*WRITTEN TASKS*:
**a)** Answer these questions about the Taj Mahal passage, one per line:
(i) At what time did the narrator get up to go to the Taj?
(ii) What color did the sky turn as the narrator stood gaping?
(iii) What did the narrator find to sit on while watching the sunrise?
**b)** Identify and copy every line in the entries below that contains the string "closet". Case counts.

*TEXT PASSAGE*:
'''
Finally the train began to move, lethargic after such a long break. Slowly but surely I was once again heading towards Agra. Being a typical tourist I was off to see the Taj Mahal. I couldn't not. But unlike others I was not expecting an experience of awe and wonder. It was a sight I had seen a million times over like the Mona Lisa or Eiffel tower, courtesy of Google image, coffee mugs, t-shirts, screen savers and book covers. 

Most of the time I feel like a terrible tourist. While crowds eagerly snap photos at precious landmarks, I feel like there is little point. Yes, I was there, but I didn't need to take a picture one million people had taken before. My reasoning lay in the assumption that wonder was better found in the unexpected moments. Birds swooping over power lines at day break, funny hats on serious old men and unexpected love letters in the post. Despite my grinch like views I got up at 4am and sleepily made my way through the darkness to the Taj.

The gates opened and the small group of tourists excitedly moved forward, passing surly security guards and the last of the merchandise vendors.They rushed forward, hands poised and ready on their camera shutters. Walking through an unassuming old arch suddenly the Taj came into view. It was huge. Surprisingly huge. And spectacular. As I stood gaping the sky broke into a bright shade of red, reflecting perfectly off the white marble monument. In that moment I saw architectural perfection, symmetry, romance, tragedy and beauty. My skin got goosebumps. The touristic grinch departed. I was moved. 

Finding a step to sit on I watched the sunrise and tried hard to commit the moment to memory, even pausing to take a photo. I knew it was a photo that had been taken one million times before but I couldn't not take it. I realised no day was quite like today and maybe those hoards of tourists were on to something. Each experience is individual. Each impression is unique. 

Even non believers can have their moments.
'''
*TASK INPUTS*:
'''
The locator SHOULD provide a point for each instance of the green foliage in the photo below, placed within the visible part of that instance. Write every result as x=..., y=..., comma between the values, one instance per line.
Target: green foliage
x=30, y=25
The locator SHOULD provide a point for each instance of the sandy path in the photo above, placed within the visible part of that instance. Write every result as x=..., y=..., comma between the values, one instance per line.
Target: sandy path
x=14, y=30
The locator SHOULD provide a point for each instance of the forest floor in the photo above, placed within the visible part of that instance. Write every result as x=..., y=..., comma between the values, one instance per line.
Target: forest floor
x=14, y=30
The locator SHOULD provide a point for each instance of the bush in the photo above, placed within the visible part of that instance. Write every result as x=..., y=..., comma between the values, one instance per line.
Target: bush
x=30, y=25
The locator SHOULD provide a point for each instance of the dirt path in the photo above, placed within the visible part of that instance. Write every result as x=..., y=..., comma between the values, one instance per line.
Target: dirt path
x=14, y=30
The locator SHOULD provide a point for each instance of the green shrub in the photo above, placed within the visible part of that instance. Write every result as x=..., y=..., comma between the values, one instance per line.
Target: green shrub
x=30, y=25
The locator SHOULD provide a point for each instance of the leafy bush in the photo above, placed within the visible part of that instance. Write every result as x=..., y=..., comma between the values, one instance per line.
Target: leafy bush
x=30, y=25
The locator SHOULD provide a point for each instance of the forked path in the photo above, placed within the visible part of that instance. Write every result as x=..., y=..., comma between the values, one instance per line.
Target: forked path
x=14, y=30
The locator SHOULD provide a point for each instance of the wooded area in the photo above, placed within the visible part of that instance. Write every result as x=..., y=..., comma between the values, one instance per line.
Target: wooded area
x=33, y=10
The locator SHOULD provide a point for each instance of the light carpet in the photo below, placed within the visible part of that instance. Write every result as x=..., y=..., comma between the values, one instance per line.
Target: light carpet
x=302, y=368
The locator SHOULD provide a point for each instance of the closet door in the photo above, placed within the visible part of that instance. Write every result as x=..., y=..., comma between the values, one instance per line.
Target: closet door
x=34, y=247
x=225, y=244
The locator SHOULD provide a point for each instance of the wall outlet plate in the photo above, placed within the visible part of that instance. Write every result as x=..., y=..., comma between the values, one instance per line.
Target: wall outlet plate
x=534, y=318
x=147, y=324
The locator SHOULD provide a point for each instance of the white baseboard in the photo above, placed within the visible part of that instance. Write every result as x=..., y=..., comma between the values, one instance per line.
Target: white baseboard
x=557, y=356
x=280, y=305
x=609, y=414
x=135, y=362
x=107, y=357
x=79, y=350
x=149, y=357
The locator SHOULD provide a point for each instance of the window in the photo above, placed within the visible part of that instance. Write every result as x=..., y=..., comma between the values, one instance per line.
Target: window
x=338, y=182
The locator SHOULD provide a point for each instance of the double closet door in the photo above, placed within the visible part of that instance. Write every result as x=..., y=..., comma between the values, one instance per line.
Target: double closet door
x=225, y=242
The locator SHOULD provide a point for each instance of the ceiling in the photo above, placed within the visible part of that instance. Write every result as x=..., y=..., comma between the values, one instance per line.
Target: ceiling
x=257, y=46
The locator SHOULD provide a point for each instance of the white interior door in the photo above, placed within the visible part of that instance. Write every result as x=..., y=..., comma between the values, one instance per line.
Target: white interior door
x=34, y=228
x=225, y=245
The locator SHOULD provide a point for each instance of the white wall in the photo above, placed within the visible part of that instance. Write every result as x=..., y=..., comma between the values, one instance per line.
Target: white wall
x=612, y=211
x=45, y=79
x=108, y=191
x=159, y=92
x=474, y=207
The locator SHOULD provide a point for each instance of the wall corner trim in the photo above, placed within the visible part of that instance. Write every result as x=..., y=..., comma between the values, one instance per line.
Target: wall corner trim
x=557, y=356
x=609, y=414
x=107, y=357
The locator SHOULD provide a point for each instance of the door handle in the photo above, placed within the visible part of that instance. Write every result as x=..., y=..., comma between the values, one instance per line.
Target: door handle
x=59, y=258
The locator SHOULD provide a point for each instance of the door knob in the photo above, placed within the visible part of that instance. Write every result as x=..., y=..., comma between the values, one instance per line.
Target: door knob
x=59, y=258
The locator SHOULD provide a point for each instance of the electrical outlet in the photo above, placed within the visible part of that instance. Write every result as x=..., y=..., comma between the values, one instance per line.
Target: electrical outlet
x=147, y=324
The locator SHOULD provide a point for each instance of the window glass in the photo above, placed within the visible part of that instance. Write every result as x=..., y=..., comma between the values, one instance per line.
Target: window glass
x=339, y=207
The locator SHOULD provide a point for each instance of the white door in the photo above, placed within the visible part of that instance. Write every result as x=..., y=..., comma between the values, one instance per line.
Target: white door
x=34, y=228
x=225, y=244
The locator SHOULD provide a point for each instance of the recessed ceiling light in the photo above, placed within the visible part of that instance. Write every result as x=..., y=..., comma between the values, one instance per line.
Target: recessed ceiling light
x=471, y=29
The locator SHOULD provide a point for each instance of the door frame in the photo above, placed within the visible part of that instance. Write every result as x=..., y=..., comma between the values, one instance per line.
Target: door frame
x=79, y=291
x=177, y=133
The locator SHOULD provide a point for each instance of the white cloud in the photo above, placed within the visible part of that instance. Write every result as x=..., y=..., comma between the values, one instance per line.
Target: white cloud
'''
*SOLUTIONS TO THE TASKS*:
**a)**
(i) 4am
(ii) A bright shade of red
(iii) A step

**b)**
The locator SHOULD provide a point for each instance of the closet door in the photo above, placed within the visible part of that instance. Write every result as x=..., y=..., comma between the values, one instance per line.
Target: closet door
The locator SHOULD provide a point for each instance of the double closet door in the photo above, placed within the visible part of that instance. Write every result as x=..., y=..., comma between the values, one instance per line.
Target: double closet door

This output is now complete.